*Problem to solve*
Give back the full material exactly. Omit no line.

*Input for this task*
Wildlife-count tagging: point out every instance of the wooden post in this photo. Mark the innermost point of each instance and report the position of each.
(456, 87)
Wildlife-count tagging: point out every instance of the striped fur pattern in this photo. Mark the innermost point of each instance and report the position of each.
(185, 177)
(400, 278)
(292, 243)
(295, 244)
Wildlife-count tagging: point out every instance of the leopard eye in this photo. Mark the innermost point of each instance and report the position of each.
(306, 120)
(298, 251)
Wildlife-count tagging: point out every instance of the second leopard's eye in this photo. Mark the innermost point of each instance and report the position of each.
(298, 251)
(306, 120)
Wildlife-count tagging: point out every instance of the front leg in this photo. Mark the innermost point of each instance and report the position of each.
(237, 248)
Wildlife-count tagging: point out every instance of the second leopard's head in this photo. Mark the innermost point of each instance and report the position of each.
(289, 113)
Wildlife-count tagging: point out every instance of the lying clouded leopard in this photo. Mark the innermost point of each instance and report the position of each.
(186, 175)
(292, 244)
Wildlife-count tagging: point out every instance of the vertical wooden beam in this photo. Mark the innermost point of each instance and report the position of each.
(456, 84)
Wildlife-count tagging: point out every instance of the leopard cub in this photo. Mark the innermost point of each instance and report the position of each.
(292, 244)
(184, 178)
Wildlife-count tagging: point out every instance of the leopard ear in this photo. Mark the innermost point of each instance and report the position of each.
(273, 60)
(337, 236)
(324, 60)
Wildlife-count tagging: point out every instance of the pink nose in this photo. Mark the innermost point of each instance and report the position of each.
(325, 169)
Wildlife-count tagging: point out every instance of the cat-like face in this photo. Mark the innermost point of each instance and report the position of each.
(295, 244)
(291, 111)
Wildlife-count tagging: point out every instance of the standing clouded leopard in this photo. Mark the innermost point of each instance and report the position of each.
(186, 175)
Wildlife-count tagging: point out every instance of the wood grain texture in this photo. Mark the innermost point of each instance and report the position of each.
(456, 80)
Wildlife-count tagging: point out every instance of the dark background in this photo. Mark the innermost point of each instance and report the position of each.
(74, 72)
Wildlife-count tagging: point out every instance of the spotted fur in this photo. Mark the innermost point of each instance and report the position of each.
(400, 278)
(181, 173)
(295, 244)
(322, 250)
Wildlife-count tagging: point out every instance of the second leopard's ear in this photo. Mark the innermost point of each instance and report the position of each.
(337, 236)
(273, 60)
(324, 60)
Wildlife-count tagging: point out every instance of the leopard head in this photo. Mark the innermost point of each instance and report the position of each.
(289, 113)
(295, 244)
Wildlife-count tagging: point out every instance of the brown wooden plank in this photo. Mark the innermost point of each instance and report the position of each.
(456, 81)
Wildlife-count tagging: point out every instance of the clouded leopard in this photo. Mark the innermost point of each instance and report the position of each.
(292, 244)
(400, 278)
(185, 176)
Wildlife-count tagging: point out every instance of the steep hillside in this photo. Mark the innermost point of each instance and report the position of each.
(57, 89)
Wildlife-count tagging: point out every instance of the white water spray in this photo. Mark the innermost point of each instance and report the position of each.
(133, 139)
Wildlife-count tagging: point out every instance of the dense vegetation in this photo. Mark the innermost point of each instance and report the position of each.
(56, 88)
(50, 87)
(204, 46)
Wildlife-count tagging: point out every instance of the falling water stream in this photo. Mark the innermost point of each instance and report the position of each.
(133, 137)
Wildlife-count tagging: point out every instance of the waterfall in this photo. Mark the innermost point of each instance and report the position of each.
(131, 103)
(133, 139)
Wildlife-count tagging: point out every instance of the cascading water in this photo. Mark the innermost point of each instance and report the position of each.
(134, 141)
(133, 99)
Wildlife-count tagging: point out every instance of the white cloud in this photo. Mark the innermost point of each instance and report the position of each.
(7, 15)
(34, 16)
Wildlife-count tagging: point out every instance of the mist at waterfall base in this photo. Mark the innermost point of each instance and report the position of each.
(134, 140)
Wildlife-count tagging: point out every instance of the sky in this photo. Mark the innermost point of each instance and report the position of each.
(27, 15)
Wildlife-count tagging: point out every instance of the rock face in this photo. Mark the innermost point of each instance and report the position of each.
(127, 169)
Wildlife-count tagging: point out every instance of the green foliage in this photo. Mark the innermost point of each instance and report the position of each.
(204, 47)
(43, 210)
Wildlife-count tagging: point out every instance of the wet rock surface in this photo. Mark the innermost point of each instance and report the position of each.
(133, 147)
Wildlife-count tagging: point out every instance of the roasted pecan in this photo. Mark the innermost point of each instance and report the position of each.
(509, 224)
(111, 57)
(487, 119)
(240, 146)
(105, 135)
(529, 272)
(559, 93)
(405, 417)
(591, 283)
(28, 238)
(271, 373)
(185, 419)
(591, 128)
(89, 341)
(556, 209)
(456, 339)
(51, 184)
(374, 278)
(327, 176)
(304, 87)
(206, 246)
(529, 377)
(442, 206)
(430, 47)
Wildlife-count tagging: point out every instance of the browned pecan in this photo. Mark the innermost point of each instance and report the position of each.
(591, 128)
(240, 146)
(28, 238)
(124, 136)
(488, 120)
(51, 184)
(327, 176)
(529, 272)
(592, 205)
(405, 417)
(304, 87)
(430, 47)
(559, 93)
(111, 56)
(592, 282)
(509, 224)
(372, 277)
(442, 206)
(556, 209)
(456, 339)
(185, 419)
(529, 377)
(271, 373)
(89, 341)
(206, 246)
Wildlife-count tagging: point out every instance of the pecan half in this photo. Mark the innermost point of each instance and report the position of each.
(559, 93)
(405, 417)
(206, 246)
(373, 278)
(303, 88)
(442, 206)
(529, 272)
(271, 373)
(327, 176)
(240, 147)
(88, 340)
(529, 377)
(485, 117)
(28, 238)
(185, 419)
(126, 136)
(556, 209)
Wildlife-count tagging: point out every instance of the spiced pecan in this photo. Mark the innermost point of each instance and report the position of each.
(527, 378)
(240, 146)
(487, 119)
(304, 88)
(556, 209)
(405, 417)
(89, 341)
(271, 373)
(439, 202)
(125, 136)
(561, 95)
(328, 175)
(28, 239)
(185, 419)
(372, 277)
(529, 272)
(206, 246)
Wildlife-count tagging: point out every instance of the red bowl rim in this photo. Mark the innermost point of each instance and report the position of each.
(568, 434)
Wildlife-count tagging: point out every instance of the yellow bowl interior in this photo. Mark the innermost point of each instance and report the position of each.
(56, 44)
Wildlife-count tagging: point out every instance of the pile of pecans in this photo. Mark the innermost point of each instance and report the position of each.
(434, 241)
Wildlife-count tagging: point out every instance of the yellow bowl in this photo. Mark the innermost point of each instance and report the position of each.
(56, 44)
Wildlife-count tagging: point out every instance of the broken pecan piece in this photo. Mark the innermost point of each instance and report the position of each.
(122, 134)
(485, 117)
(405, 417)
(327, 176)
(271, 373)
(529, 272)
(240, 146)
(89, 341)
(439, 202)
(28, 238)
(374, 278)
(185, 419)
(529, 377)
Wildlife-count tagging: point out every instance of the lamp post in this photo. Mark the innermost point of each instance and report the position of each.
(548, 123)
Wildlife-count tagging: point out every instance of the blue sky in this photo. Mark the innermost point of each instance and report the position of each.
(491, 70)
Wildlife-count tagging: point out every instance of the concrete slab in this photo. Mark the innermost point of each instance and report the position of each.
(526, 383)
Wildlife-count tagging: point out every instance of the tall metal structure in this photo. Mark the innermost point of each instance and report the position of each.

*Solution to this exercise*
Wildlife-count tagging: point out every instance of the wooden post in this photo. Mark the innermost point of each instance and report the position of each.
(456, 87)
Wildlife-count tagging: point out every instance of the striped fur pattern in this photo. Mark the innermost point of each instance and report the position of each.
(185, 177)
(400, 278)
(292, 243)
(295, 244)
Wildlife-count tagging: point out every instance of the leopard eye in this photo. Mark the innermost point of each instance and report the position of each.
(306, 120)
(298, 251)
Wildlife-count tagging: point out every instance of the second leopard's eye in this photo. Mark the innermost point of each instance and report the position of each.
(298, 251)
(306, 120)
Wildlife-count tagging: point out every instance of the front leg in this photo. Mark the innermost point of each instance and report the position of each.
(237, 248)
Wildlife-count tagging: point out every instance of the second leopard's head in this photo. Mark the innermost point of each instance and report the position of each.
(289, 113)
Wildlife-count tagging: point out every instance of the lying clouded leopard in this photo. Mark the innermost point of each instance and report the position of each.
(186, 175)
(292, 244)
Wildlife-count tagging: point out every instance of the vertical wooden beam in this photo. Mark the innermost point of each instance and report the position of each.
(456, 84)
Wildlife-count tagging: point out every instance of the leopard cub in this photo. Mark the innermost point of each instance and report the position of each.
(292, 244)
(184, 178)
Wildlife-count tagging: point out every instance of the leopard ear in this photo. Mark the innermost point of each instance and report the position of each.
(273, 60)
(337, 236)
(324, 60)
Wildlife-count tagging: point out every instance of the pink nose in this photo. Mark the innermost point of each instance and report the position of each.
(325, 169)
Wildlife-count tagging: point out every instance of the cat-like face in this photo. Mark the innermost point of each instance and report the position of each.
(295, 244)
(291, 111)
Wildlife-count tagging: point out every instance of the standing clouded leopard in this photo. Mark the innermost point of each instance and report the position of each.
(186, 175)
Wildlife-count tagging: point out every instance of the wood grain texture in this photo. Mark the innermost point of each instance and report the position of each.
(456, 80)
Wildlife-count tagging: point out every instance of the dark background in this photo. Mark the innermost point of each instance and report the position of each.
(74, 72)
Wildlife-count tagging: point out every instance of the spotted fur in this photo. Mark the innermost point of each instance and report the position of each.
(400, 278)
(181, 173)
(295, 244)
(322, 250)
Wildlife-count tagging: point out every instance of the second leopard's ear in this photo. Mark the innermost point of each instance and report the position of each.
(337, 236)
(273, 60)
(324, 60)
Wildlife-count tagging: point out every instance of the leopard head in this photo. Mark the innermost point of each instance and report the position of each.
(289, 113)
(295, 244)
Wildlife-count tagging: point out every instance of the brown wooden plank in this photo. Mark the innermost point of each instance and report the position of each.
(456, 81)
Wildlife-count tagging: point out every instance of the clouded leopard in this photo. Mark the innermost point of each instance and report the position of each.
(292, 244)
(400, 278)
(185, 176)
Wildlife-count tagging: point out every instance of the steep hillside in this photo. Mark the innermost point of each instance and report the position of each.
(57, 89)
Wildlife-count tagging: point out every instance of the white water spray in this photo. Mark the innermost point of each instance and report the position of each.
(133, 139)
Wildlife-count tagging: point out every instance of the dense vegetation in this photo. Mark the innermost point of each instance and report the position of each.
(56, 88)
(50, 87)
(204, 46)
Wildlife-count tagging: point out every instance of the falling water stream in this photo. Mark the innermost point of each instance and report the position of each.
(133, 137)
Wildlife-count tagging: point out every instance of the waterfall in this photo. Mark the innermost point of each instance and report the position of each.
(131, 103)
(133, 139)
Wildlife-count tagging: point out every instance of the cascading water in this photo. Mark the innermost point of each instance and report the position of each.
(134, 141)
(133, 99)
Wildlife-count tagging: point out every instance of the white cloud in this photo. Mark the innermost point of each instance and report the position of each.
(7, 15)
(34, 16)
Wildlife-count tagging: point out every instance of the mist at waterfall base in this photo. Mark the innermost point of each instance and report the position of each.
(134, 140)
Wildlife-count tagging: point out every instance of the sky in this photo. Mark the innermost point of each instance and report the position of each.
(27, 15)
Wildlife-count tagging: point out every instance of the rock face in this photo. Mark the innermost point of each instance and report the position of each.
(127, 169)
Wildlife-count tagging: point out every instance of the green foliage in this photo. Mark the innermost point of each instance and report the position of each.
(204, 47)
(43, 210)
Wildlife-count tagging: point out every instance of the wet rock surface in this photo. Mark the innermost point of each instance and report the position of each.
(133, 147)
Wildlife-count tagging: point out every instance of the roasted pecan in this photo. Mark the innermost point of each instance and report the position of each.
(509, 224)
(111, 57)
(487, 119)
(240, 146)
(105, 135)
(529, 272)
(559, 93)
(405, 417)
(591, 283)
(28, 238)
(271, 373)
(185, 419)
(591, 128)
(89, 341)
(556, 209)
(456, 339)
(51, 184)
(374, 278)
(327, 176)
(304, 87)
(206, 246)
(529, 377)
(442, 206)
(430, 47)
Wildlife-count tagging: point out every instance of the browned pecan in this photo. Mark the innermost point of each instance and report the position of each.
(591, 128)
(240, 146)
(28, 238)
(124, 136)
(488, 120)
(51, 184)
(327, 176)
(529, 272)
(592, 205)
(405, 417)
(304, 87)
(430, 47)
(559, 93)
(111, 56)
(592, 282)
(509, 224)
(372, 277)
(442, 206)
(556, 209)
(456, 339)
(185, 419)
(529, 377)
(271, 373)
(89, 341)
(206, 246)
Wildlife-count tagging: point out every instance of the pecan half in this photo. Mark the innermost point of each instance and report the position of each.
(559, 93)
(405, 417)
(206, 246)
(373, 278)
(303, 88)
(442, 206)
(529, 272)
(271, 373)
(327, 176)
(240, 147)
(88, 340)
(529, 377)
(485, 117)
(28, 238)
(185, 419)
(126, 136)
(556, 209)
Wildlife-count tagging: point out every instance of the spiced pecan in this photo. Mark the innermost point of each instance and report the position of each.
(527, 378)
(240, 146)
(487, 119)
(304, 88)
(556, 209)
(405, 417)
(89, 341)
(271, 373)
(439, 202)
(125, 136)
(561, 95)
(328, 175)
(28, 239)
(185, 419)
(372, 277)
(529, 272)
(206, 246)
Wildlife-count tagging: point out every instance of the red bowl rim in this photo. Mark the innermost point of each instance and report the position of each.
(568, 434)
Wildlife-count tagging: point out every instance of the yellow bowl interior in this photo. Mark the innermost point of each instance and report the position of each.
(56, 44)
Wildlife-count tagging: point out every instance of the pile of pecans in this photo. Mark the innermost point of each instance and report the position of each.
(434, 241)
Wildlife-count tagging: point out every instance of the yellow bowl in this photo. Mark the innermost point of each instance and report the position of each.
(56, 44)
Wildlife-count tagging: point out every instance of the broken pecan piece in this photo. Mark the innermost point of each instance and report the position of each.
(122, 134)
(485, 117)
(405, 417)
(327, 176)
(271, 373)
(529, 272)
(240, 146)
(89, 341)
(439, 202)
(28, 238)
(374, 278)
(185, 419)
(529, 377)
Wildlife-count tagging: point out every instance of the lamp post in this photo. Mark the innermost point of each instance and report the position of each.
(548, 123)
Wildlife-count tagging: point out every instance of the blue sky in this photo. Mark the innermost point of each instance and report the position of each.
(491, 70)
Wildlife-count tagging: point out every instance of the concrete slab in this photo. Mark the innermost point of each instance and report the position of each.
(526, 383)
Wildlife-count tagging: point out every instance of the tall metal structure in this photo. Mark the innermost point of each instance and report the position of each.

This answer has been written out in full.